▸ **Prompt**: According to the passage below on grief after paralysis, why does the writer consider it vital not to stay down for too long? Answer in one to three sentences.

▸ **Passage for review**:
————

My husband grieved the loss of his practice…but he never gave up hope. He knew he needed to find a new purpose, a new way to make a living but he didn’t know what he could possibly do. (Here is a blog post he wrote about it.) A very good friend of his that is also a chiropractor asked my hubby to write some blog posts for him since he didn’t have the time and he knew Bill would be able to write a great article from a doctor’s point of view. What started from writing blog posts for one friend, over the past 5 years, has become a highly successful online marketing company. Upper Cervical Marketing works with chiropractors and helps them get connected with sick and suffering patients that need help. My amazing husband taught himself everything he now knows about online marketing through relentless hard work and unbelievable determination.
Overcoming grief is a process that can’t be rushed and can sometimes feel overwhelming. As my husband’s caregiver I have had many emotional ups and downs over the past 7 ½ years. There are days when the harsh realities that come with a life of paralysis consume us. God has been gracious to us in that most of the time, one of us is on a mountain when the other is in a valley and we are able to help lift each other up. There is no harm or shame in having down days, feeling sad, crying and questioning why. However, it is vital that we choose not to stay down for too long. My hubby and I lean heavily on our faith in Jesus to pull us out of the pit of despair. We trust that God has a purpose for our lives and we know that if we stay in the pit of despair, which is ultimately where the enemy of our souls would like us to stay, then God can’t use us for His plan and purpose. We have chosen joy in the midst of trials and it has made all the difference:
“My brothers and sisters, you will have many kinds of trouble. But this gives you a reason to be very happy. You know that when your faith is tested, you learn to be patient in suffering. If you let that patience work in you, the end result will be good. You will be mature and complete. You will be all that God wants you to be.” James 1:2-4
If you or the person you are caring for feels sad and depressed and feel you are unable to pull yourself out, I would encourage you to reach out for help. Seek help from friends and family, find a local church to connect with where you can receive counsel and encouragement or find a reputable grief counselor that can help you deal with your grief and work through your emotions until you are able to choose joy. Everyone handles it a little differently but there is hope for you to overcome your grief and realize new dreams for your life after paralysis.

————

▸ **Input data**:
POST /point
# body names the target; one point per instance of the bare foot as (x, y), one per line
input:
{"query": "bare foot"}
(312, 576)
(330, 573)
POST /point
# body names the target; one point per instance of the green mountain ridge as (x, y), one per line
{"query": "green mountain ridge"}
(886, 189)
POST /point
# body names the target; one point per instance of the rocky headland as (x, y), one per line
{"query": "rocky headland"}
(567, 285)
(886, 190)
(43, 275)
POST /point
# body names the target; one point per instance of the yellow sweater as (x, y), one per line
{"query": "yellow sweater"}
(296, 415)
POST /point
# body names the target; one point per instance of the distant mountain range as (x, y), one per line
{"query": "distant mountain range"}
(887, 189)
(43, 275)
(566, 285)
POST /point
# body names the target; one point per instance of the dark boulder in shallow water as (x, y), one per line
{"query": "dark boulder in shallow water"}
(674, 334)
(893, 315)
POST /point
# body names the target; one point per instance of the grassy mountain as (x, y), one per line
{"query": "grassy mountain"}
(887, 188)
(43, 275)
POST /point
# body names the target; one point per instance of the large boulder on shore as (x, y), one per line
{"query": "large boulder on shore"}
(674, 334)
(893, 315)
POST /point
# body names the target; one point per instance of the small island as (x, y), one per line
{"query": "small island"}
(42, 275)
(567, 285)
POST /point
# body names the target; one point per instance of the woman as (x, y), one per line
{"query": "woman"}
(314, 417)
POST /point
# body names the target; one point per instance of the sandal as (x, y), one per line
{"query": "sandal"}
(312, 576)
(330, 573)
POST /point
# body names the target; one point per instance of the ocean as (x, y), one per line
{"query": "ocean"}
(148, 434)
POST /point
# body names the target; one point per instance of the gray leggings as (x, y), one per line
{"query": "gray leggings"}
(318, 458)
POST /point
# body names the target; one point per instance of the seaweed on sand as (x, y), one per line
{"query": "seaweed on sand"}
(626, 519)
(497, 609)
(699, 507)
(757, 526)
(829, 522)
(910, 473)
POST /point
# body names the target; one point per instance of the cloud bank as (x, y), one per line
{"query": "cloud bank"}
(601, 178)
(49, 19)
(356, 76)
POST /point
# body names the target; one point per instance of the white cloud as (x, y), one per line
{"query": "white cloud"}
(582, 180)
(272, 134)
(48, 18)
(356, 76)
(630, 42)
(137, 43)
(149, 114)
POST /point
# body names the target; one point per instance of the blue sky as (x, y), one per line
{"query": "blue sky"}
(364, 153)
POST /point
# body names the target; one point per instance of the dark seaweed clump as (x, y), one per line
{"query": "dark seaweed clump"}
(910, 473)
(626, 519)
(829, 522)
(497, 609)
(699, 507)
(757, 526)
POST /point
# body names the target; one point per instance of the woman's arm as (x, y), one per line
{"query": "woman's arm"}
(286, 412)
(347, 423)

————

▸ **Expected answer**: The writer and the writer's husband trust that God has a purpose for their lives. They believe that if they stay in the pit of despair, which the enemy of their souls would like, God cannot use them for His plan and purpose.